How to complete this task: Exact repetition, please: start with the line where "Target: ship" appears and stop after the final line of the records.

Task inputs:
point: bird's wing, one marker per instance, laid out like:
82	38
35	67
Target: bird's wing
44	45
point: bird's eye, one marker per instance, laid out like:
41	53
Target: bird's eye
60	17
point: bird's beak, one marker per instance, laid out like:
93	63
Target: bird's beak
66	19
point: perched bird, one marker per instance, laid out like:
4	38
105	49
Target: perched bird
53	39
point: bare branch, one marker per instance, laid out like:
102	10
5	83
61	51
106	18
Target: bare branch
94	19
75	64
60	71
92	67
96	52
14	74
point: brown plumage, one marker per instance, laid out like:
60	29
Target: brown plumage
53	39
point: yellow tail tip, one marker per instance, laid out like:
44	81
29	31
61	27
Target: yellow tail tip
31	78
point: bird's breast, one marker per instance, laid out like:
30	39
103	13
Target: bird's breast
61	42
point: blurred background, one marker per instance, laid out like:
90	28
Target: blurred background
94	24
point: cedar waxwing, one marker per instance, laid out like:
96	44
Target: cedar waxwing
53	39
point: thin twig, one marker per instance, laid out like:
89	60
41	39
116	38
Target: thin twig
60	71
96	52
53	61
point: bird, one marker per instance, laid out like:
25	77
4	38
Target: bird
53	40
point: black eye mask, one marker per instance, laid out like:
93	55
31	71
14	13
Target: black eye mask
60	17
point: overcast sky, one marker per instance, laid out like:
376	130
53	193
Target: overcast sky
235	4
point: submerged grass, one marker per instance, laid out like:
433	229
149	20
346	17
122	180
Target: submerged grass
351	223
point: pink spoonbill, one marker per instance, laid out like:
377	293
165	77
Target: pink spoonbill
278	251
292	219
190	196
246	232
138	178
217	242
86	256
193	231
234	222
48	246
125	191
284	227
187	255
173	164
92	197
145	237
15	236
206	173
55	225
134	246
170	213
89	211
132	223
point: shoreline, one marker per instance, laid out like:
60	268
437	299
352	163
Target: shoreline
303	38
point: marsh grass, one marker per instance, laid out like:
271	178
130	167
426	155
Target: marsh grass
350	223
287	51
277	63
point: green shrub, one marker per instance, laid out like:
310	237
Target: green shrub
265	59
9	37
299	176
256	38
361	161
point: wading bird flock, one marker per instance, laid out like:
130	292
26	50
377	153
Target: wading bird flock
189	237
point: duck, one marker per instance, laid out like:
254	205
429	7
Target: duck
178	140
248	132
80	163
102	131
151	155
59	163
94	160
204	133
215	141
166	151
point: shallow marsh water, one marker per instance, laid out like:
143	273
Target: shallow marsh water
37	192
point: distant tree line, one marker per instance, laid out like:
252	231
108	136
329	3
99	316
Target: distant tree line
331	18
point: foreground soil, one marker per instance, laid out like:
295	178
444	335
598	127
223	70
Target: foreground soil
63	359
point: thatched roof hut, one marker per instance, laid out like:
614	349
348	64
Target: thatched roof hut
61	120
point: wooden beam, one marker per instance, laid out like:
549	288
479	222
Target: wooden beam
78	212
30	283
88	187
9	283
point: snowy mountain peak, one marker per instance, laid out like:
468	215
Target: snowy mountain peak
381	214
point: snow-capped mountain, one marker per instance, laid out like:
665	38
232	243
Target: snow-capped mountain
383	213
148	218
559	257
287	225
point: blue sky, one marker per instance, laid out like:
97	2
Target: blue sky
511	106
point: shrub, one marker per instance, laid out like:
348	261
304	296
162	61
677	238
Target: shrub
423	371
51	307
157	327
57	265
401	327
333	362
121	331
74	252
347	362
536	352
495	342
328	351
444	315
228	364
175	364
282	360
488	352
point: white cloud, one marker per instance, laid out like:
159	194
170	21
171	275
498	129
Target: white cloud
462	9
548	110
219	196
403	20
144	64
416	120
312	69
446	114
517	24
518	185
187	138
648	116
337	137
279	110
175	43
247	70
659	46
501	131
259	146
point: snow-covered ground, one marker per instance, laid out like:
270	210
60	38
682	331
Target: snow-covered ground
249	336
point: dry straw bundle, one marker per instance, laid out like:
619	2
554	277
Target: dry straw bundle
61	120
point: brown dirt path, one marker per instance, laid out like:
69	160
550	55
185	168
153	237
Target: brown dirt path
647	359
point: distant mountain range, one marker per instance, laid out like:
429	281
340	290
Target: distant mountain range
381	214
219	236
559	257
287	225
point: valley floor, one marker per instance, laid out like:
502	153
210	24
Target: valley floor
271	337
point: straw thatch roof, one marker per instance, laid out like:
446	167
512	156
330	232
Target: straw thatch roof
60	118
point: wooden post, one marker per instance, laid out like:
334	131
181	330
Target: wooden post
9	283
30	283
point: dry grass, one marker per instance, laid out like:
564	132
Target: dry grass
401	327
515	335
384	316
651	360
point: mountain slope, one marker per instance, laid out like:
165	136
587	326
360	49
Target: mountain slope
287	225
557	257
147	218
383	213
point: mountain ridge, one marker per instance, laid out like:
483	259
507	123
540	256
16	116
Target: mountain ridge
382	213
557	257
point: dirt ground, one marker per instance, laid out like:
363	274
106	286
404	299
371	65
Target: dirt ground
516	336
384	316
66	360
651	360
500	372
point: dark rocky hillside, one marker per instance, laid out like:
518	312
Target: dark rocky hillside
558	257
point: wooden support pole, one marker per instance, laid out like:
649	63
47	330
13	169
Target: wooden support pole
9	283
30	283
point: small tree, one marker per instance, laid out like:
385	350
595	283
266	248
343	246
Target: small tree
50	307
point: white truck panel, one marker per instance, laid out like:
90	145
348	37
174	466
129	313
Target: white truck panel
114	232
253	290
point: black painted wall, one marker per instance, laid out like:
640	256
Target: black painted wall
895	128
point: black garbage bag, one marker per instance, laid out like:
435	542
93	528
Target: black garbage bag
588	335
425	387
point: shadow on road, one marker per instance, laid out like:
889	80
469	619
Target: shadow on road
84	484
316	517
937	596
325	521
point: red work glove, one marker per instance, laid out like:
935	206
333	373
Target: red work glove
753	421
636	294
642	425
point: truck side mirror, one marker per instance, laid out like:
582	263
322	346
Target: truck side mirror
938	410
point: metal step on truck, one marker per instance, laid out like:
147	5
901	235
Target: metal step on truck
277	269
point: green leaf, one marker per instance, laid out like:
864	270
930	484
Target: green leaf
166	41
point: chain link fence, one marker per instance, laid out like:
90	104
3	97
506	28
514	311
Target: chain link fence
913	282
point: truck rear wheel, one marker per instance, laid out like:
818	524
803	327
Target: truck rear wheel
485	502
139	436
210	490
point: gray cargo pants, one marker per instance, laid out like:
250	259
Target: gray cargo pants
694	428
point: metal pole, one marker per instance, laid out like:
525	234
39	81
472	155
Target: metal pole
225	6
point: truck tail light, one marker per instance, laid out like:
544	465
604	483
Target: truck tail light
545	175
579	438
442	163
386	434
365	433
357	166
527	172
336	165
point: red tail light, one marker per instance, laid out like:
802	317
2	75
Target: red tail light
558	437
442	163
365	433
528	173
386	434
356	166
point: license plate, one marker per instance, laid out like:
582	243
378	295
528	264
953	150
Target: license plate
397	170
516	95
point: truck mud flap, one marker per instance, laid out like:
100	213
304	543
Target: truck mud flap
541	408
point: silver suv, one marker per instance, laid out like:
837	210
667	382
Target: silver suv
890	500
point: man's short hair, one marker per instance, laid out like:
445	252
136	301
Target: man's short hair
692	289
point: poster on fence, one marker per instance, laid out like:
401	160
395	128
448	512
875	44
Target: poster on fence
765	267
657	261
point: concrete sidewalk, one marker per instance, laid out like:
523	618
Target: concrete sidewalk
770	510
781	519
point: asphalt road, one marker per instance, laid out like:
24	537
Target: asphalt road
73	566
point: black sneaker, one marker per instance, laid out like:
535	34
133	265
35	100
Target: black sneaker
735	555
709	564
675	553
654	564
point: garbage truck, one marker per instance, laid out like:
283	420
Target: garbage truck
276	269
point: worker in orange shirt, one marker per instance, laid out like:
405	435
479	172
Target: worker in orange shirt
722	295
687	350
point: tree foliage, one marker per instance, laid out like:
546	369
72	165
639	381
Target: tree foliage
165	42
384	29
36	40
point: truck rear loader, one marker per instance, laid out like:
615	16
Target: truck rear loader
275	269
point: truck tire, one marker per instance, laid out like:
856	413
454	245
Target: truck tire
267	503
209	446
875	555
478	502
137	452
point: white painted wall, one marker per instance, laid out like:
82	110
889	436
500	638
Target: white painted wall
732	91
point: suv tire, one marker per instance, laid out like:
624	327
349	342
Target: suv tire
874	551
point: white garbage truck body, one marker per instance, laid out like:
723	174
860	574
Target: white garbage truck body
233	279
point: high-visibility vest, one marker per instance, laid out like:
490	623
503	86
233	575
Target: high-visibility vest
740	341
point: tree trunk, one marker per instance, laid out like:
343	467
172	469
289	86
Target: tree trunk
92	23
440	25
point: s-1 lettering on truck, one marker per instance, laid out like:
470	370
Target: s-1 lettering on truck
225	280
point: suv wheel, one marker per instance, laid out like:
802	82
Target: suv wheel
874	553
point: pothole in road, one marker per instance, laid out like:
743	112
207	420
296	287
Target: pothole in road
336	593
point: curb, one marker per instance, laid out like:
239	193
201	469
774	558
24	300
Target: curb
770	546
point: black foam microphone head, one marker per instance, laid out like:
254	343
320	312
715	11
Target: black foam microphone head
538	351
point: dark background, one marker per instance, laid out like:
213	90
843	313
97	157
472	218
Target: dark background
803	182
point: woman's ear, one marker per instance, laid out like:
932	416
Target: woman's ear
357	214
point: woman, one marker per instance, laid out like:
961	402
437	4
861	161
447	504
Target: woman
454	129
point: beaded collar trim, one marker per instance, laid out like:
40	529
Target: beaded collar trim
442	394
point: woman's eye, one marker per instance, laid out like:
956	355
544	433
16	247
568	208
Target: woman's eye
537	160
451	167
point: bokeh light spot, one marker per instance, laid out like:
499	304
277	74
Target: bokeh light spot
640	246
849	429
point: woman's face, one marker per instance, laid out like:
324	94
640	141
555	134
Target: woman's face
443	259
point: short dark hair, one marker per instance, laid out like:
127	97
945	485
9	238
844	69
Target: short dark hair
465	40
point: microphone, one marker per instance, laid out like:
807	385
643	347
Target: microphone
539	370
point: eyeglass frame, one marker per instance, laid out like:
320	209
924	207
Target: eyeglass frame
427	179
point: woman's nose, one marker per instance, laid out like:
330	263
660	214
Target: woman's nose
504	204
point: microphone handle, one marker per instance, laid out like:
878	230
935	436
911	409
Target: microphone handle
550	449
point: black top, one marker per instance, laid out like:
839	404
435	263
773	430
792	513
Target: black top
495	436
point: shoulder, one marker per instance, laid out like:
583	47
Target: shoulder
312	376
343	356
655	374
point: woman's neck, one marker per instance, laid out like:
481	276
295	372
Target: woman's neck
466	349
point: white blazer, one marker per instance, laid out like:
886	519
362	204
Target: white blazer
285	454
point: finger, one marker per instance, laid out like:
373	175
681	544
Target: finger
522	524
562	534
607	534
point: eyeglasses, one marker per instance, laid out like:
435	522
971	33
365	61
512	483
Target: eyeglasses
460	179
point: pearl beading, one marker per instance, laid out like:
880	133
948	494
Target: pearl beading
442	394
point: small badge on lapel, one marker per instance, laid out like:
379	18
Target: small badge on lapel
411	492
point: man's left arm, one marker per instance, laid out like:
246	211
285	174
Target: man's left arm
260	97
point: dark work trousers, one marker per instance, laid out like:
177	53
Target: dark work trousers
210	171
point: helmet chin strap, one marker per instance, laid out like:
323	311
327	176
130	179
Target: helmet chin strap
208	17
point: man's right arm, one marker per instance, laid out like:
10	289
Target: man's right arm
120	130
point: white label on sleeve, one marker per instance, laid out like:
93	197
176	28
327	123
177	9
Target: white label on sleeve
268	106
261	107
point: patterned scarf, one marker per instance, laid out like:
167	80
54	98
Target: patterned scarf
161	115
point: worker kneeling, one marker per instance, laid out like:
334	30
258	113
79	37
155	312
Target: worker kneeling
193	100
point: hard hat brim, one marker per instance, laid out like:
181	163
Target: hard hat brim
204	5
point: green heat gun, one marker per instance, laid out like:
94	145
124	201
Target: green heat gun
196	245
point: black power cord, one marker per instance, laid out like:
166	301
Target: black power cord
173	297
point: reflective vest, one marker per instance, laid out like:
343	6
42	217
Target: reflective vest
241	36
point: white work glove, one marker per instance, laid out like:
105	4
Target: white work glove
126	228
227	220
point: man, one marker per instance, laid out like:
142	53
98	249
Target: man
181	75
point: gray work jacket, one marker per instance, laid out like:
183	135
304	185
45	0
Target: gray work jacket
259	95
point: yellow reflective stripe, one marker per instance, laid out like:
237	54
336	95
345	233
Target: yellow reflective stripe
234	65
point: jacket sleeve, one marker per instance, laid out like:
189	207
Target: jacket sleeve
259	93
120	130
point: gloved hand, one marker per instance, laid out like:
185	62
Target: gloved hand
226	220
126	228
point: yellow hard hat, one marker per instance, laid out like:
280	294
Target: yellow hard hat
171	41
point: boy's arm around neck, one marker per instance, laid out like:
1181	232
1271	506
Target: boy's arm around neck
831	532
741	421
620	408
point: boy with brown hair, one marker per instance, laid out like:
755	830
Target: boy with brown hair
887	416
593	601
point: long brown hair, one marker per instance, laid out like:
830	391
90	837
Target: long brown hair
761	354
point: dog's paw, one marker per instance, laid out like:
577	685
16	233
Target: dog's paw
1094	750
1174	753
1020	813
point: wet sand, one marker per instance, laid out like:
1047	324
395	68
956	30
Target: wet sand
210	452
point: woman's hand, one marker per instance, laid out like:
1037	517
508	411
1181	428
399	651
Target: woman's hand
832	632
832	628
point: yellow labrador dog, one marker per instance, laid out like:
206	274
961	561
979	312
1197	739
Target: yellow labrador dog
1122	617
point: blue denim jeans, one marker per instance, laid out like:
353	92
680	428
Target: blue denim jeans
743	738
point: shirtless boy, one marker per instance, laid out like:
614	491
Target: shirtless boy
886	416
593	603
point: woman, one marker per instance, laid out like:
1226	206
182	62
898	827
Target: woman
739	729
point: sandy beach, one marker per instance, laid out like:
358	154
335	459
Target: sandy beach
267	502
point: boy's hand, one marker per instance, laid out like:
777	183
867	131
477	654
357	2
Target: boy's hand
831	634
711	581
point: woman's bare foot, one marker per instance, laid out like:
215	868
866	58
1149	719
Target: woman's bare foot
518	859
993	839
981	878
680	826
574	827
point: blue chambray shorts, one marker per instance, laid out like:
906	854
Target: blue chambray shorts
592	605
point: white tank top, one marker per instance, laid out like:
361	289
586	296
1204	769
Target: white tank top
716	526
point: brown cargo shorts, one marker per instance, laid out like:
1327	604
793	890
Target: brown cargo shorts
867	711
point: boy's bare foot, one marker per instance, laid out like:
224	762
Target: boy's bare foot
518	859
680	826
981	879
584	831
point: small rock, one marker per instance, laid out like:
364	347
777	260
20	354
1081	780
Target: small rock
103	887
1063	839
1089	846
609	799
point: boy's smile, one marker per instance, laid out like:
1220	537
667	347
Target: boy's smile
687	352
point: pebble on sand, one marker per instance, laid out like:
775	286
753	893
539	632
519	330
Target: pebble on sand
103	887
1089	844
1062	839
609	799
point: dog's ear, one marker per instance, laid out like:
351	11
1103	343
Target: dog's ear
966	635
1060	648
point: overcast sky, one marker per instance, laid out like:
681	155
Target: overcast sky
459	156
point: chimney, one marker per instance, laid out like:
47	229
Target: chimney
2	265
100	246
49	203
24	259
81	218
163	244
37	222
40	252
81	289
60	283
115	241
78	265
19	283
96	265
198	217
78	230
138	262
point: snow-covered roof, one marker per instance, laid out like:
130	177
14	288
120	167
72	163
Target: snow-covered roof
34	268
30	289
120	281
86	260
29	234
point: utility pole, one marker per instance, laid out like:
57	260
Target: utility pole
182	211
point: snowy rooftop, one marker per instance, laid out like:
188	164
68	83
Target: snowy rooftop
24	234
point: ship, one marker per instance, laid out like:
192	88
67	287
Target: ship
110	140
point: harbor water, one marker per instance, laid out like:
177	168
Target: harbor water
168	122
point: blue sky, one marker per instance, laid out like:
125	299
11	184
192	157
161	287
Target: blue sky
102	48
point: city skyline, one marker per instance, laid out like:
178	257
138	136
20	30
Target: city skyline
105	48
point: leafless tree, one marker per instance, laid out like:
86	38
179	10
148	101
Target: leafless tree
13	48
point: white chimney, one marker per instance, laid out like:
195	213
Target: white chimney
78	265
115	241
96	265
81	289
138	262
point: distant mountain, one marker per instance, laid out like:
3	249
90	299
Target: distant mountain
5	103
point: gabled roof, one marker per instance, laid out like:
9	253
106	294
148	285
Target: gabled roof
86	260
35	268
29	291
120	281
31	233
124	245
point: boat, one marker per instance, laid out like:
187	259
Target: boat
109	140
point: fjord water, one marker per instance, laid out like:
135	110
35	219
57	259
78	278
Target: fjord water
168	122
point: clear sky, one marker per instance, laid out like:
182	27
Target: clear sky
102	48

Solved exercise:
Target: ship
110	140
point: harbor water, one marker per instance, laid out like:
177	168
Target: harbor water
168	122
point: blue sky, one marker per instance, laid out like:
125	299
11	184
192	157
161	287
Target: blue sky
102	48
point: city skyline, one marker per instance, laid out like:
178	257
138	136
20	30
Target: city skyline
105	48
point: leafless tree, one marker per instance, laid out like:
86	38
179	10
148	101
Target: leafless tree
13	48
point: white chimney, one marker per instance, laid out like:
195	213
Target: white chimney
78	265
115	241
96	265
81	289
138	262
point: distant mountain, one marker per instance, laid out like:
3	249
90	299
Target: distant mountain
5	103
point: gabled roof, one marker per instance, laid out like:
9	253
106	294
148	285
Target: gabled roof
86	260
35	268
29	291
120	281
31	233
124	245
point: boat, one marker per instance, laid out like:
187	259
Target: boat
109	140
point: fjord water, one marker per instance, laid out like:
135	110
35	219
57	259
78	278
Target: fjord water
168	122
point: clear sky, one marker per instance, laid out like:
182	27
Target: clear sky
102	48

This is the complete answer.